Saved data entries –

--- START ---

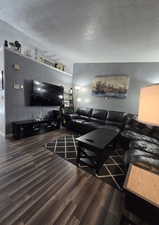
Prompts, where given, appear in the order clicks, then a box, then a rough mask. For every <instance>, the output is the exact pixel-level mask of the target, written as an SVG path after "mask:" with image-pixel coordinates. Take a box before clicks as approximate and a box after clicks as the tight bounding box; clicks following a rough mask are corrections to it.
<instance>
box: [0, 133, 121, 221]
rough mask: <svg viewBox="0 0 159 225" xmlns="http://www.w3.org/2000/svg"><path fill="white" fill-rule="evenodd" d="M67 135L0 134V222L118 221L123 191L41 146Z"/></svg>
mask: <svg viewBox="0 0 159 225" xmlns="http://www.w3.org/2000/svg"><path fill="white" fill-rule="evenodd" d="M66 134H68V132H66V131H65V130H63V131H53V132H49V133H46V134H42V135H37V136H34V137H29V138H26V139H22V140H18V141H14V140H5V139H4V138H2V137H1V138H0V143H1V145H0V225H118V224H120V217H121V210H120V209H121V202H122V195H121V193H120V192H119V191H118V190H117V189H114V188H113V187H111V186H110V185H108V184H105V183H103V182H102V181H100V180H99V179H97V178H95V177H93V176H92V175H90V174H88V173H86V172H84V171H83V170H81V169H79V168H77V167H76V166H74V165H73V164H71V163H69V162H67V161H65V160H63V159H62V158H60V157H59V156H57V155H56V154H54V153H51V152H50V151H48V150H46V149H44V147H43V145H44V144H45V143H47V142H49V141H50V140H52V139H56V138H58V137H59V136H63V135H66Z"/></svg>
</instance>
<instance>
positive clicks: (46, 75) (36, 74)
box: [5, 49, 72, 134]
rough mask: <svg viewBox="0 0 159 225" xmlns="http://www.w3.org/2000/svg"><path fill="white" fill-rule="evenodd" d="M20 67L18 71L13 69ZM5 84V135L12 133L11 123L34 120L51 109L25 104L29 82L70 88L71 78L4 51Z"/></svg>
mask: <svg viewBox="0 0 159 225" xmlns="http://www.w3.org/2000/svg"><path fill="white" fill-rule="evenodd" d="M14 64H18V65H19V66H20V71H16V70H15V69H14V68H13V65H14ZM5 79H6V80H5V83H6V94H5V100H6V133H7V134H8V133H11V132H12V126H11V124H12V122H13V121H18V120H27V119H32V118H36V117H38V116H39V114H40V113H42V115H46V113H47V112H48V111H50V110H52V109H53V107H31V106H28V104H27V102H26V95H27V84H28V83H29V82H30V81H31V80H37V81H40V82H48V83H53V84H56V85H64V87H65V88H70V87H71V86H72V77H71V76H68V75H65V74H63V73H61V72H59V71H56V70H53V69H51V68H49V67H47V66H45V65H43V64H40V63H37V62H35V61H33V60H31V59H29V58H26V57H24V56H21V55H19V54H17V53H14V52H12V51H11V50H9V49H5ZM15 82H16V83H18V84H20V85H24V88H20V89H15V88H14V83H15Z"/></svg>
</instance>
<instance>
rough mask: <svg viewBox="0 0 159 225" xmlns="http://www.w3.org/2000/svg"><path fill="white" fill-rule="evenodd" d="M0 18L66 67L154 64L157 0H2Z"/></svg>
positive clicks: (157, 7)
mask: <svg viewBox="0 0 159 225" xmlns="http://www.w3.org/2000/svg"><path fill="white" fill-rule="evenodd" d="M0 19H1V20H3V21H5V22H7V23H8V24H10V25H12V26H13V27H14V28H16V29H17V30H19V31H21V32H23V33H24V34H26V35H27V36H29V37H30V38H31V39H33V40H34V41H35V42H36V43H38V45H39V47H42V48H45V49H47V50H48V51H50V52H51V53H53V54H56V56H58V57H59V58H60V59H61V60H64V61H65V62H64V63H67V64H69V65H71V64H72V63H74V62H123V61H124V62H128V61H129V62H131V61H159V0H16V1H12V0H2V1H1V4H0ZM0 29H1V26H0Z"/></svg>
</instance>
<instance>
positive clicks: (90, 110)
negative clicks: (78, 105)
mask: <svg viewBox="0 0 159 225" xmlns="http://www.w3.org/2000/svg"><path fill="white" fill-rule="evenodd" d="M76 113H77V114H79V115H80V116H86V117H90V115H91V113H92V109H90V108H78V109H77V112H76Z"/></svg>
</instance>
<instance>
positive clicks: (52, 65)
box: [40, 56, 55, 68]
mask: <svg viewBox="0 0 159 225" xmlns="http://www.w3.org/2000/svg"><path fill="white" fill-rule="evenodd" d="M40 62H42V63H44V64H46V65H48V66H51V67H53V68H54V67H55V63H54V62H51V61H50V60H48V59H46V58H44V57H43V56H40Z"/></svg>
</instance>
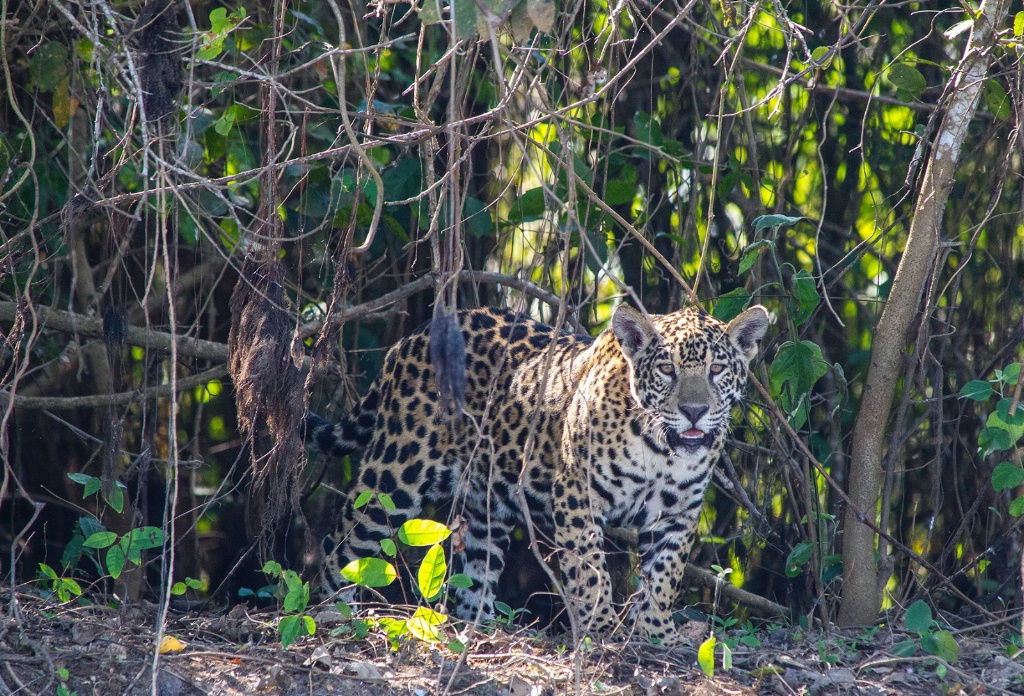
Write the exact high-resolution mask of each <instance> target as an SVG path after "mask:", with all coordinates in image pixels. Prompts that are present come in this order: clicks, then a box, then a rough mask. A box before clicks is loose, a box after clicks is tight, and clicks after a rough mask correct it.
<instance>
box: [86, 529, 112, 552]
mask: <svg viewBox="0 0 1024 696" xmlns="http://www.w3.org/2000/svg"><path fill="white" fill-rule="evenodd" d="M117 540H118V535H117V534H115V533H114V532H113V531H97V532H96V533H95V534H90V535H89V536H87V537H86V539H85V541H84V542H83V543H82V546H83V547H85V548H86V549H105V548H106V547H109V546H111V545H112V543H114V542H115V541H117Z"/></svg>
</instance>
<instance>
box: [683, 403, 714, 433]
mask: <svg viewBox="0 0 1024 696" xmlns="http://www.w3.org/2000/svg"><path fill="white" fill-rule="evenodd" d="M679 410H681V411H683V416H685V417H686V418H688V419H689V420H690V425H691V426H692V427H694V428H696V425H697V421H699V420H700V417H701V416H703V415H705V414H707V412H708V406H705V405H693V404H686V405H682V406H679Z"/></svg>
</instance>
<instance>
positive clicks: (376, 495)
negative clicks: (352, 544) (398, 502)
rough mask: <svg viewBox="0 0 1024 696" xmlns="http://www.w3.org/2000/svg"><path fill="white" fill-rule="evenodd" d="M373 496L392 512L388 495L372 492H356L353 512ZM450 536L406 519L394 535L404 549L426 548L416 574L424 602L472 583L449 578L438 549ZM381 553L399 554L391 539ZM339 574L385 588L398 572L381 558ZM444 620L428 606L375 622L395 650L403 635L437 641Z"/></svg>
mask: <svg viewBox="0 0 1024 696" xmlns="http://www.w3.org/2000/svg"><path fill="white" fill-rule="evenodd" d="M375 495H376V497H377V499H378V502H379V503H380V505H381V507H382V508H384V509H385V510H387V511H392V510H394V509H395V506H394V503H393V502H392V501H391V497H390V496H389V495H387V494H386V493H375V492H374V491H371V490H365V491H362V492H361V493H359V495H358V496H356V498H355V503H354V504H353V505H354V507H355V508H356V509H358V508H361V507H364V506H366V505H367V504H368V503H370V502H371V501H372V499H373V498H374V496H375ZM451 534H452V530H451V529H449V528H447V527H446V526H445V525H443V524H441V523H440V522H434V521H433V520H424V519H413V520H408V521H407V522H406V523H403V524H402V525H401V527H399V528H398V530H397V533H396V534H395V536H396V537H397V540H398V541H400V542H401V543H402V545H404V546H407V547H427V552H426V554H425V555H424V557H423V560H422V561H421V562H420V567H419V569H418V570H417V573H416V579H417V583H416V590H417V592H418V593H419V594H420V596H421V597H422V598H423V599H424V600H425V601H426V602H435V601H437V600H440V599H441V598H442V597H443V595H444V592H445V589H446V588H449V586H451V588H469V586H471V585H472V583H473V580H472V579H471V578H470V577H469V576H468V575H464V574H462V573H456V574H454V575H452V576H449V567H447V561H446V559H445V558H444V549H443V548H442V547H441V542H442V541H444V539H446V538H447V537H449V536H450V535H451ZM381 551H382V552H383V553H384V554H385V555H386V556H388V557H391V558H395V557H396V556H397V555H398V546H397V543H396V542H395V540H394V539H392V538H385V539H382V540H381ZM341 574H342V575H343V576H344V577H345V579H347V580H348V581H350V582H354V583H355V584H358V585H361V586H365V588H384V586H387V585H389V584H391V583H392V582H394V580H395V579H397V577H398V571H397V569H396V568H395V567H394V565H393V564H392V563H390V562H389V561H387V560H385V559H383V558H361V559H356V560H354V561H352V562H351V563H349V564H348V565H346V566H345V567H344V568H342V569H341ZM446 621H447V615H446V614H442V613H440V612H438V611H435V610H434V609H432V608H430V607H428V606H421V607H418V608H417V609H416V611H415V612H414V614H413V615H412V616H411V617H409V618H406V619H400V618H393V617H386V618H381V619H377V623H378V624H379V625H380V626H381V627H383V628H384V630H385V632H386V634H387V637H388V639H389V640H390V642H391V645H392V647H394V648H397V646H398V642H399V639H401V638H403V637H406V636H412V637H413V638H416V639H419V640H421V641H425V642H428V643H438V642H440V641H441V627H442V626H443V625H444V624H445V622H446ZM447 645H449V648H450V649H451V650H452V651H453V652H462V651H463V650H465V648H466V647H465V645H464V644H463V643H462V642H461V641H458V640H453V641H450V642H449V643H447Z"/></svg>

--- END ---

Problem to solve –
Pick out every line above that contains the word "negative".

Solution below –
negative clicks: (78, 105)
negative clicks: (352, 544) (398, 502)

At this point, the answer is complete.